Votre tâche:
Pouvez-vous recopier mot pour mot le passage de l'entretien ci-dessous compris entre « Paradoxalement, dans cette » et « novembre prochain ? », ces deux segments inclus ?

Document source:
Paradoxalement, dans cette campagne, c’est davantage le fait que Kamala Harris soit une femme défendant les droits des femmes qui est central, plus encore que le fait qu’elle soit une femme de couleur. Mais je dois avouer que je ne comprends pas comment les États-Unis, qui sont censés être le pays de la liberté, le pays qui donne à chacun les moyens de se réinventer, sont devenus un des pays les plus rétrogrades du monde.
Dans votre roman, Meghan vote pour la première fois de sa vie et pour le républicain John McCain. Pour qui voterait-elle le 5 novembre prochain ?
Elle voterait assurément pour Kamala Harris. Vous savez, quand on pense que l’ancien vice-président républicain américain Dick Cheney, qui était probablement l’homme le plus effrayant des États-Unis avant la percée de Donald Trump, appelle à ne pas voter pour lui, c’est que quelque chose a véritablement changé. Cette fois, cette élection ne se joue pas entre républicains et démocrates, mais entre la démocratie, même imparfaite, et un monde aussi inconnu qu’inquiétant.
Dans le roman, Meghan visite la Maison-Blanche : y êtes-vous allée pour écrire ce livre ?

Extraits d'un jeu de données sur le pointage d'objets:
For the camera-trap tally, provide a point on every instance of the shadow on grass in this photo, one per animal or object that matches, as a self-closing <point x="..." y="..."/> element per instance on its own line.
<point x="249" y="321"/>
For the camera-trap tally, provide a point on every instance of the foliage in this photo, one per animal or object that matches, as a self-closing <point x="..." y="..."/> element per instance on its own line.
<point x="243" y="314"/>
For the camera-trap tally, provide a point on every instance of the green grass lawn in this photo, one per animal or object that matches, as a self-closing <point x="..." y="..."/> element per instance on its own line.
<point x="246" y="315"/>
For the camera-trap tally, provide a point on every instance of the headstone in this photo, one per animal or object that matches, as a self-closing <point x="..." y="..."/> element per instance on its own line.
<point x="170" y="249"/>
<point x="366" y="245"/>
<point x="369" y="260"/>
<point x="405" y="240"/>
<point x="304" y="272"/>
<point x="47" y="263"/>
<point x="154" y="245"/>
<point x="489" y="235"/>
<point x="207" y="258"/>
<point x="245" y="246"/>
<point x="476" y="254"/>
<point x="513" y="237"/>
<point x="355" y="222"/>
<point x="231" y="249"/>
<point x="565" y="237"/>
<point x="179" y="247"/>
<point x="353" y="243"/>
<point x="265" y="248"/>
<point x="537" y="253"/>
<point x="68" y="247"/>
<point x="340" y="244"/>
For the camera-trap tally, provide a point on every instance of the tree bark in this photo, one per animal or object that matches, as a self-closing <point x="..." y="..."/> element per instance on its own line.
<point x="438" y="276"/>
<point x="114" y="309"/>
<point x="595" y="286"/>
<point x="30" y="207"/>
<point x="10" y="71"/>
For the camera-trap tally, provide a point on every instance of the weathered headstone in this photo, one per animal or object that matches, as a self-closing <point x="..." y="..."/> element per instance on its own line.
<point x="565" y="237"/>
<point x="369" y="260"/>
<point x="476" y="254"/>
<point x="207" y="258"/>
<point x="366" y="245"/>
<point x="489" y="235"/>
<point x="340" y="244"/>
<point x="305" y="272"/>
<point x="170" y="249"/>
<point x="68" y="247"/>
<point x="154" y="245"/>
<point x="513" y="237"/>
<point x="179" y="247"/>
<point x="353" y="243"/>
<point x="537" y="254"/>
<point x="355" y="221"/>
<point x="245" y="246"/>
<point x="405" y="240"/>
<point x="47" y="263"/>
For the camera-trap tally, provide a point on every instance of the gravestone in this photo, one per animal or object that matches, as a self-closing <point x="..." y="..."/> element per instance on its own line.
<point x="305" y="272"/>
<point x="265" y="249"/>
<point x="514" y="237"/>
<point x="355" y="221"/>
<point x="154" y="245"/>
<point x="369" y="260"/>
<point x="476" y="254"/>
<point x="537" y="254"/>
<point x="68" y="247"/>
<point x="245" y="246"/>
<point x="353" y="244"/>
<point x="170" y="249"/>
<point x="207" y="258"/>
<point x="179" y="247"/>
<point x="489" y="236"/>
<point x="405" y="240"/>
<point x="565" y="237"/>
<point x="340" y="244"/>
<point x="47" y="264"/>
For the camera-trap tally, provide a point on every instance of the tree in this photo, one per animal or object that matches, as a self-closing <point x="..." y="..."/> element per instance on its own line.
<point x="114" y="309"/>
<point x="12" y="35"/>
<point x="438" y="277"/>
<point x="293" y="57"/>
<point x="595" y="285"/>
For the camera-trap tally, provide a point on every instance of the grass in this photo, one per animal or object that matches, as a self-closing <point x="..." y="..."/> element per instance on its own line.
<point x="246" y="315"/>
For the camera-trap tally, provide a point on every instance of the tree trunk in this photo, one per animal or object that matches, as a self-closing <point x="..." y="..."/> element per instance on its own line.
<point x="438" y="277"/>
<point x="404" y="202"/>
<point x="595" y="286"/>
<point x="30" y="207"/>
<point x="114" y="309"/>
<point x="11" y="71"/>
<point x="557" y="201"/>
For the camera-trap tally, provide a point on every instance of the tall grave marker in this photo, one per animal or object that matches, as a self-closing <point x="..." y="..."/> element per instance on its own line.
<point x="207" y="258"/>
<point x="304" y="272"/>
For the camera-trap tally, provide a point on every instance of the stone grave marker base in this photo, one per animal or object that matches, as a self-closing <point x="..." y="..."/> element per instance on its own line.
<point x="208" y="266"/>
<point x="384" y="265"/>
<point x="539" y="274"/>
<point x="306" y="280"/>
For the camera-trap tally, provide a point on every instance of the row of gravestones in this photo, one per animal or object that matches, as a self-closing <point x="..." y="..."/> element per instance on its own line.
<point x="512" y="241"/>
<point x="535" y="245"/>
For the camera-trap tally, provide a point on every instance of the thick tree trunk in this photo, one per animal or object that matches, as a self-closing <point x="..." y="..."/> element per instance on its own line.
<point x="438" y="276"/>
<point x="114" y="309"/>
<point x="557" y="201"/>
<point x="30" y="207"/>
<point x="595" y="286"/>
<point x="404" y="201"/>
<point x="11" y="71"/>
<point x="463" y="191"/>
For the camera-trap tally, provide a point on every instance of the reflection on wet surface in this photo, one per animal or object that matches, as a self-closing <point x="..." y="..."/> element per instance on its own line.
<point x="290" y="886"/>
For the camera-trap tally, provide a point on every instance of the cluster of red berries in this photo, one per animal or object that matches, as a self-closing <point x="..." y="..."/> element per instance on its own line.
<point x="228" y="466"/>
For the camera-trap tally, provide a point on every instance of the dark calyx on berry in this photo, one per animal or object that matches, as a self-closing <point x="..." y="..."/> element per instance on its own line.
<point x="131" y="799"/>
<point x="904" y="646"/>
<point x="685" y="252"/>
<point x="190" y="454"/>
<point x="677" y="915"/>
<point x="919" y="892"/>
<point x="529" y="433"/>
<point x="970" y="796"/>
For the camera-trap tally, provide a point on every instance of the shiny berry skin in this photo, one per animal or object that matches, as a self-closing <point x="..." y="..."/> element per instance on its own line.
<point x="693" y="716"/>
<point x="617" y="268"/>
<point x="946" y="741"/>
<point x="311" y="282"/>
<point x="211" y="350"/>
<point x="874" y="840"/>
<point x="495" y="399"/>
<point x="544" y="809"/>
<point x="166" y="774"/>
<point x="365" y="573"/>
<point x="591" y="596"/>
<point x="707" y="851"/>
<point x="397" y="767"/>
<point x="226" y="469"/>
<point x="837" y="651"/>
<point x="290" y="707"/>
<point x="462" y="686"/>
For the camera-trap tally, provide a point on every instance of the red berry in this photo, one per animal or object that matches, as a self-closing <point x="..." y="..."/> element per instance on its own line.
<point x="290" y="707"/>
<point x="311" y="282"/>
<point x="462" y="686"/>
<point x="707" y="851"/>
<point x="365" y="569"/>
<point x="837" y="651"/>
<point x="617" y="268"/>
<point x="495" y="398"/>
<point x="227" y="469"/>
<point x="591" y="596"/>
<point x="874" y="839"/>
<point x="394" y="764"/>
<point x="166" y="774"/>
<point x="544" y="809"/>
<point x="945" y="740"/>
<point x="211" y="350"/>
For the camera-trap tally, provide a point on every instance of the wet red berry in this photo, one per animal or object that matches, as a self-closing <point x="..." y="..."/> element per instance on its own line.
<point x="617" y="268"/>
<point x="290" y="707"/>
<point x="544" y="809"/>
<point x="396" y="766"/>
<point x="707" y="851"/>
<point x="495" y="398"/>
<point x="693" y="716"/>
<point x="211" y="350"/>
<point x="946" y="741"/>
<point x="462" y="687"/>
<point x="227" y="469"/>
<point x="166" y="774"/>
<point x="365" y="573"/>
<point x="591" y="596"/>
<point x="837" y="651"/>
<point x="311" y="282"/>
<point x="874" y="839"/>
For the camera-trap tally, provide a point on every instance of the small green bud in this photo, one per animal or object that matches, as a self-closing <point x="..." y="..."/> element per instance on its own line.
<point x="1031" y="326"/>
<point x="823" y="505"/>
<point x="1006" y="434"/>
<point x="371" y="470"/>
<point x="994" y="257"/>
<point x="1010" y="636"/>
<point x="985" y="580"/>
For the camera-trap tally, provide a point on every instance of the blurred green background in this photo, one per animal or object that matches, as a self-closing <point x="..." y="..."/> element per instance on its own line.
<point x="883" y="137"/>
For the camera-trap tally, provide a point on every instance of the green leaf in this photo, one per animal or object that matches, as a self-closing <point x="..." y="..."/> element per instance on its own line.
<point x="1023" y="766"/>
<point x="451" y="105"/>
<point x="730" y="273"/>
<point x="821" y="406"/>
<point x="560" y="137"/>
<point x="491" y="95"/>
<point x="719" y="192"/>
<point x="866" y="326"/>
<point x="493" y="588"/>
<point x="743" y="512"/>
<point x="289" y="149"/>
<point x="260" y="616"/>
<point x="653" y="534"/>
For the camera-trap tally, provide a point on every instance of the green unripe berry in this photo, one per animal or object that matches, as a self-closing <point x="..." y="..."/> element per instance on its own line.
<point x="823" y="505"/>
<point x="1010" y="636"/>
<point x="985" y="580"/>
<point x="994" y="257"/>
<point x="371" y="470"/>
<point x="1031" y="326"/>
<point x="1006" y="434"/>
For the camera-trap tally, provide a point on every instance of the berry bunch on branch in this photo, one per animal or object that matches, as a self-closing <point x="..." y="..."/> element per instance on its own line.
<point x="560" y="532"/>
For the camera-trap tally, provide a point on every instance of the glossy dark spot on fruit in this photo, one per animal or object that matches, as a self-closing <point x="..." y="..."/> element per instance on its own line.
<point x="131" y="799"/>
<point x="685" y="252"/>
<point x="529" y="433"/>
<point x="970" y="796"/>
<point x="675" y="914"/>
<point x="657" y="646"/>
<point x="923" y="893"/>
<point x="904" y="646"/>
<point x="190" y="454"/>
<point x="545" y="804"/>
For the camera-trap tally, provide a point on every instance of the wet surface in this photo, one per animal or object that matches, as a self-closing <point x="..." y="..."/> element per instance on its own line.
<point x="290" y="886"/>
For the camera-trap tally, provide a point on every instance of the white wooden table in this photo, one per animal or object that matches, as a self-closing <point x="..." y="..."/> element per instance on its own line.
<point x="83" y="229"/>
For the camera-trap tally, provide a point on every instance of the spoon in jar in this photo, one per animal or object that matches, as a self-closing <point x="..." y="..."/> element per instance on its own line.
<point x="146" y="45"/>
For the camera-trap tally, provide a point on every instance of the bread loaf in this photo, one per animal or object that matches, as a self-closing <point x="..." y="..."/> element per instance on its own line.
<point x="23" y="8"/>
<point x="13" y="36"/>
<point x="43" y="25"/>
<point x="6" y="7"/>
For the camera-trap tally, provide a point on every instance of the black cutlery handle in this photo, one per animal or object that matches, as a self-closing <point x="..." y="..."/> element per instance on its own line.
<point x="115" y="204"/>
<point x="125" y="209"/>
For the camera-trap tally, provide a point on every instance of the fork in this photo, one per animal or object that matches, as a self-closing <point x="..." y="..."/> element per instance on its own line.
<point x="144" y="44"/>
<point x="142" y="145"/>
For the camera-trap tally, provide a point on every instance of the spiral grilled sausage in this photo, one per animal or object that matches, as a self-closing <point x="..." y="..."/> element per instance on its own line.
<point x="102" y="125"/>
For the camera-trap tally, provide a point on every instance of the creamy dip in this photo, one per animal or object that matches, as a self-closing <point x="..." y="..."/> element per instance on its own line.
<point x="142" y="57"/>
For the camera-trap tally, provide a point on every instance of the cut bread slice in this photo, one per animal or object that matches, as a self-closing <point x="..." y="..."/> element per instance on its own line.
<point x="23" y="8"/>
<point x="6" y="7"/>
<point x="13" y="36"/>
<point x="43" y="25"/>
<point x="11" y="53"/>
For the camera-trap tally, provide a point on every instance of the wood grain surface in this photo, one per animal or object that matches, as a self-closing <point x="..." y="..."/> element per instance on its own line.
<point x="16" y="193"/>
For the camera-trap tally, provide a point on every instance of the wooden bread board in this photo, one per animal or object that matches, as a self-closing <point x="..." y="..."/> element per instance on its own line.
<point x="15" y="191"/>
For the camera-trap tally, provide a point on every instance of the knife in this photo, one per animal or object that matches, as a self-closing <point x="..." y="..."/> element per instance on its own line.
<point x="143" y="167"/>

Réponse:
Paradoxalement, dans cette campagne, c’est davantage le fait que Kamala Harris soit une femme défendant les droits des femmes qui est central, plus encore que le fait qu’elle soit une femme de couleur. Mais je dois avouer que je ne comprends pas comment les États-Unis, qui sont censés être le pays de la liberté, le pays qui donne à chacun les moyens de se réinventer, sont devenus un des pays les plus rétrogrades du monde.
Dans votre roman, Meghan vote pour la première fois de sa vie et pour le républicain John McCain. Pour qui voterait-elle le 5 novembre prochain ?